## ASSIGNMENT
Set down all the records below, word for word.

[SOURCE INFORMATION Boundary: Start]

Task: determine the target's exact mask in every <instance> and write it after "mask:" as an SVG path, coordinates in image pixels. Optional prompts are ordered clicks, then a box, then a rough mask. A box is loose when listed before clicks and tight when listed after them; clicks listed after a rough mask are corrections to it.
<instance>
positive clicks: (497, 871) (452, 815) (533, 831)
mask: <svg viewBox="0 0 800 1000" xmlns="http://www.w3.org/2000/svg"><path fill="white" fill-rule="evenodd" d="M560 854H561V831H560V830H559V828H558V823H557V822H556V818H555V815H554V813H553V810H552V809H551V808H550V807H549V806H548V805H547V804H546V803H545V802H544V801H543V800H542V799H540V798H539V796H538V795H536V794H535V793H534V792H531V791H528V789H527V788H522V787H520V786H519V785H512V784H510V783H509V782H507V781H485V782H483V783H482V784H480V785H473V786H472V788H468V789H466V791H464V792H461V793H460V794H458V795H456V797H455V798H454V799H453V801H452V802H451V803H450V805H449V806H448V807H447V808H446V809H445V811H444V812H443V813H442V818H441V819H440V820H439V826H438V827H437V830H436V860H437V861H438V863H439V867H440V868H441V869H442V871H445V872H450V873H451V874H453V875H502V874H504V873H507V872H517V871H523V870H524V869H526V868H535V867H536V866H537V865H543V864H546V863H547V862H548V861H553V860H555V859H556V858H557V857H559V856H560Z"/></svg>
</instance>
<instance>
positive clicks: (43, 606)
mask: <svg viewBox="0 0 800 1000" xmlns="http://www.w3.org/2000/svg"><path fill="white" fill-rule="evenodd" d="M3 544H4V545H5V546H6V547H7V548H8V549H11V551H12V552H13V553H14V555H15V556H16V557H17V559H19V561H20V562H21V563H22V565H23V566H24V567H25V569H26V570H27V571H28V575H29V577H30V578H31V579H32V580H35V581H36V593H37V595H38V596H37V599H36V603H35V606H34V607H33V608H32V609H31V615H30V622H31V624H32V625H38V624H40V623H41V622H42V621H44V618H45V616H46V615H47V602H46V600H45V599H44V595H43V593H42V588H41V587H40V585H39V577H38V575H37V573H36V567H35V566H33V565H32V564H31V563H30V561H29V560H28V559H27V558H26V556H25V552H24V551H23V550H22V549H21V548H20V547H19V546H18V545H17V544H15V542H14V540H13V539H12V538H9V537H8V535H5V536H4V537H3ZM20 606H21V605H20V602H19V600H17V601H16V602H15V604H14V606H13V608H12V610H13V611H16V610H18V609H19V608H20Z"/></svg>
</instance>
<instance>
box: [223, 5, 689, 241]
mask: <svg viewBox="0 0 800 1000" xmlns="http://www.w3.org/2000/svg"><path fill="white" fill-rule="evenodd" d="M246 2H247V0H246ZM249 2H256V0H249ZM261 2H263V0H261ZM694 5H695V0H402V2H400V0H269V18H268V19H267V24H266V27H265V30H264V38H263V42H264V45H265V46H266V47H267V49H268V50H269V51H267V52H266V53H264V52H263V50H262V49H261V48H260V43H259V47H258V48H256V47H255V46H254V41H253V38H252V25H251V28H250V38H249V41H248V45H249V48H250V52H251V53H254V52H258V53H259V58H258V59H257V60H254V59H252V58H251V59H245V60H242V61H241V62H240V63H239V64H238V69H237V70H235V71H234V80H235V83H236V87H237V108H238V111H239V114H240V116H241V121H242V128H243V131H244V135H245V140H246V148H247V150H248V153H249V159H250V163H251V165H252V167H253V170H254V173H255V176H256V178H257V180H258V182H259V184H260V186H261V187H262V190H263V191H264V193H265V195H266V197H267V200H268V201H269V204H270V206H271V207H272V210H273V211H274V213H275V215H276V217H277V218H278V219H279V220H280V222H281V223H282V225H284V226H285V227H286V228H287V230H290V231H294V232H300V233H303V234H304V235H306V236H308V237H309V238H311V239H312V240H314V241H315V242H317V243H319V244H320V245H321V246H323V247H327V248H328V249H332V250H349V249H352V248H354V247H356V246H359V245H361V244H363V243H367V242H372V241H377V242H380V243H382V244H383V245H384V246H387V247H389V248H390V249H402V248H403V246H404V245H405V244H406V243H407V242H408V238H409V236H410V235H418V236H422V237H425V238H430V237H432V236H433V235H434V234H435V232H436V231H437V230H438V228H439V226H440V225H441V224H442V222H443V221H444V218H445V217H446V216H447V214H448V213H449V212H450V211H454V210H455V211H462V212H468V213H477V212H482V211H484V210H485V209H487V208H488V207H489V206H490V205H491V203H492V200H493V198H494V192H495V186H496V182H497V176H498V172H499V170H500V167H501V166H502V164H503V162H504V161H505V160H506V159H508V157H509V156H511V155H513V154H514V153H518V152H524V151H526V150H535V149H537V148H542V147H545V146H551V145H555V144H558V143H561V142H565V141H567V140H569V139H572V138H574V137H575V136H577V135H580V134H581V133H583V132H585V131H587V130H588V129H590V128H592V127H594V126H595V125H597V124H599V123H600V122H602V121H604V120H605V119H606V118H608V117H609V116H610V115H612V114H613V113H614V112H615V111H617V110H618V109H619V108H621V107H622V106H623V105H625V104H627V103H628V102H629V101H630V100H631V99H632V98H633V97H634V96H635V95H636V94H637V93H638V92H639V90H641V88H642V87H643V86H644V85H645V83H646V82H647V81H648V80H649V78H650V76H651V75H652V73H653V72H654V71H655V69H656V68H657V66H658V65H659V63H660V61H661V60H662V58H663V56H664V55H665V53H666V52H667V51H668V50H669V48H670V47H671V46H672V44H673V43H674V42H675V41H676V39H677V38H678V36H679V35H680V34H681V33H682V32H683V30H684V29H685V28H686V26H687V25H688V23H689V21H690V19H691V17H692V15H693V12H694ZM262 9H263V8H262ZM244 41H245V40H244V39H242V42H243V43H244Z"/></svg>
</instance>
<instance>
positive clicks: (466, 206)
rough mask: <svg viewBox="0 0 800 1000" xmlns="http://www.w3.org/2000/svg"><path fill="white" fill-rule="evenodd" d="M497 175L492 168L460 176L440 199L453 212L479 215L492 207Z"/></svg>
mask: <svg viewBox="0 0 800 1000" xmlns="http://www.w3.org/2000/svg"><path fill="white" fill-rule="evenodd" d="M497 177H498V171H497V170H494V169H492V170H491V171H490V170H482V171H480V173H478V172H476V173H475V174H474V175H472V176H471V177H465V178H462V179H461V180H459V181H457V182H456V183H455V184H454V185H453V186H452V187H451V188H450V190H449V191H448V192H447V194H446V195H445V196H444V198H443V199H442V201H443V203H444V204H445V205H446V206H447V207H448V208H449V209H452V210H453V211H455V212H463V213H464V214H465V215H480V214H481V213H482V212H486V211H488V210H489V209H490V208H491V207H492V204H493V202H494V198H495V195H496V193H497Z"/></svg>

[SOURCE INFORMATION Boundary: End]

## SOLUTION TO THIS TASK
Task: determine the target's exact mask in every <instance> and write it after "mask:" as an SVG path, coordinates in image pixels. Optional prompts are ordered clicks, then a box, then a rough mask. A box is loose when listed before clicks and tight when listed after them; clicks listed after a rough mask are corrections to it.
<instance>
positive clicks: (497, 871) (452, 815) (533, 831)
mask: <svg viewBox="0 0 800 1000" xmlns="http://www.w3.org/2000/svg"><path fill="white" fill-rule="evenodd" d="M560 854H561V831H560V830H559V828H558V823H557V822H556V818H555V815H554V813H553V810H552V809H551V808H550V807H549V806H548V805H547V804H546V803H545V802H544V801H543V800H542V799H540V798H539V796H538V795H536V794H535V793H534V792H531V791H528V789H527V788H522V787H520V786H519V785H512V784H510V783H509V782H507V781H485V782H483V783H482V784H480V785H473V786H472V788H468V789H466V791H464V792H461V793H460V794H458V795H456V797H455V798H454V799H453V801H452V802H451V803H450V805H449V806H448V807H447V808H446V809H445V811H444V812H443V813H442V818H441V819H440V820H439V826H438V827H437V830H436V860H437V861H438V863H439V867H440V868H441V869H442V871H445V872H450V873H451V874H453V875H502V874H504V873H507V872H517V871H523V870H524V869H526V868H535V867H536V866H537V865H543V864H546V863H547V862H548V861H553V860H555V859H556V858H557V857H559V856H560Z"/></svg>
</instance>
<instance>
positive clicks: (43, 606)
mask: <svg viewBox="0 0 800 1000" xmlns="http://www.w3.org/2000/svg"><path fill="white" fill-rule="evenodd" d="M3 544H4V545H5V546H6V547H7V548H8V549H11V551H12V552H13V553H14V555H15V556H16V557H17V559H19V561H20V562H21V563H22V565H23V566H24V567H25V569H26V570H27V571H28V575H29V577H30V578H31V579H32V580H35V581H36V593H37V595H38V596H37V599H36V603H35V606H34V607H33V608H32V609H31V615H30V622H31V624H32V625H38V624H40V623H41V622H42V621H44V618H45V616H46V615H47V602H46V600H45V599H44V595H43V593H42V588H41V587H40V585H39V577H38V575H37V573H36V567H35V566H33V565H32V564H31V563H30V561H29V560H28V559H27V558H26V556H25V552H24V551H23V550H22V549H21V548H20V547H19V546H18V545H17V544H15V542H14V540H13V539H12V538H9V537H8V535H5V536H4V537H3ZM20 606H21V605H20V602H19V600H17V601H16V602H15V604H14V606H13V608H12V610H13V611H16V610H18V609H19V608H20Z"/></svg>
</instance>
<instance>
box: [223, 5, 689, 241]
mask: <svg viewBox="0 0 800 1000" xmlns="http://www.w3.org/2000/svg"><path fill="white" fill-rule="evenodd" d="M246 2H247V0H246ZM249 2H256V0H249ZM261 2H263V0H261ZM694 5H695V0H402V2H400V0H269V18H268V19H267V24H266V27H265V30H264V38H263V42H264V45H265V46H266V47H267V49H268V50H269V51H267V52H266V53H264V52H263V50H262V49H261V48H260V43H259V47H258V48H256V47H255V46H254V41H253V38H252V25H251V28H250V38H249V41H248V45H249V48H250V52H251V53H254V52H258V53H259V58H258V59H257V60H254V59H252V58H251V59H245V60H242V61H241V62H240V63H239V64H238V69H237V70H235V71H234V80H235V83H236V87H237V108H238V111H239V114H240V116H241V121H242V128H243V131H244V135H245V140H246V148H247V150H248V153H249V159H250V163H251V165H252V167H253V170H254V173H255V176H256V178H257V180H258V182H259V184H260V186H261V187H262V190H263V191H264V193H265V195H266V197H267V200H268V201H269V204H270V206H271V207H272V210H273V211H274V213H275V215H276V217H277V218H278V219H279V220H280V222H281V223H282V225H284V226H285V227H286V228H287V230H290V231H294V232H300V233H303V234H304V235H306V236H308V237H309V238H311V239H312V240H314V241H315V242H317V243H319V244H320V245H321V246H323V247H327V248H328V249H332V250H349V249H352V248H354V247H356V246H359V245H361V244H363V243H367V242H372V241H377V242H380V243H382V244H383V245H384V246H387V247H389V248H390V249H402V248H403V246H404V245H405V244H406V243H407V242H408V238H409V236H410V235H418V236H422V237H425V238H430V237H432V236H433V235H434V234H435V232H436V231H437V230H438V228H439V226H440V225H441V224H442V222H443V221H444V218H445V217H446V216H447V214H448V213H449V212H450V211H454V210H455V211H462V212H468V213H477V212H482V211H484V210H485V209H487V208H488V207H489V206H490V205H491V203H492V200H493V198H494V192H495V186H496V182H497V176H498V172H499V170H500V167H501V166H502V164H503V162H504V161H505V160H506V159H508V157H509V156H511V155H513V154H514V153H518V152H524V151H526V150H535V149H537V148H542V147H545V146H551V145H555V144H558V143H561V142H565V141H567V140H569V139H572V138H574V137H575V136H577V135H580V134H581V133H583V132H585V131H587V130H588V129H590V128H592V127H594V126H595V125H597V124H599V123H600V122H602V121H604V120H605V119H606V118H608V117H609V116H610V115H612V114H613V113H614V112H615V111H617V110H618V109H619V108H621V107H622V106H623V105H625V104H627V103H628V102H629V101H630V100H631V99H632V98H633V97H634V96H635V95H636V94H637V93H638V92H639V90H641V88H642V87H643V86H644V85H645V83H646V82H647V81H648V80H649V78H650V76H651V75H652V73H653V72H654V71H655V69H656V68H657V66H658V65H659V63H660V61H661V60H662V58H663V56H664V55H665V53H666V52H667V51H668V50H669V48H670V47H671V46H672V44H673V43H674V42H675V41H676V39H677V38H678V36H679V35H680V34H681V33H682V32H683V30H684V29H685V28H686V26H687V25H688V23H689V21H690V19H691V17H692V15H693V12H694ZM262 9H263V8H262ZM244 41H245V40H244V39H242V42H243V43H244Z"/></svg>
</instance>
<instance>
positive clicks: (466, 206)
rough mask: <svg viewBox="0 0 800 1000" xmlns="http://www.w3.org/2000/svg"><path fill="white" fill-rule="evenodd" d="M497 175L492 168L460 176L440 199L453 212L479 215L492 207Z"/></svg>
mask: <svg viewBox="0 0 800 1000" xmlns="http://www.w3.org/2000/svg"><path fill="white" fill-rule="evenodd" d="M497 177H498V171H497V170H494V169H492V170H491V171H490V170H482V171H480V173H478V172H476V173H475V174H474V175H472V176H471V177H465V178H462V179H461V180H459V181H457V182H456V183H455V184H454V185H453V186H452V187H451V188H450V190H449V191H448V192H447V194H446V195H445V196H444V198H443V199H442V201H443V203H444V204H445V205H446V206H447V207H448V208H449V209H452V210H453V211H455V212H463V213H464V214H465V215H480V214H481V213H482V212H486V211H488V210H489V209H490V208H491V207H492V204H493V202H494V198H495V195H496V193H497Z"/></svg>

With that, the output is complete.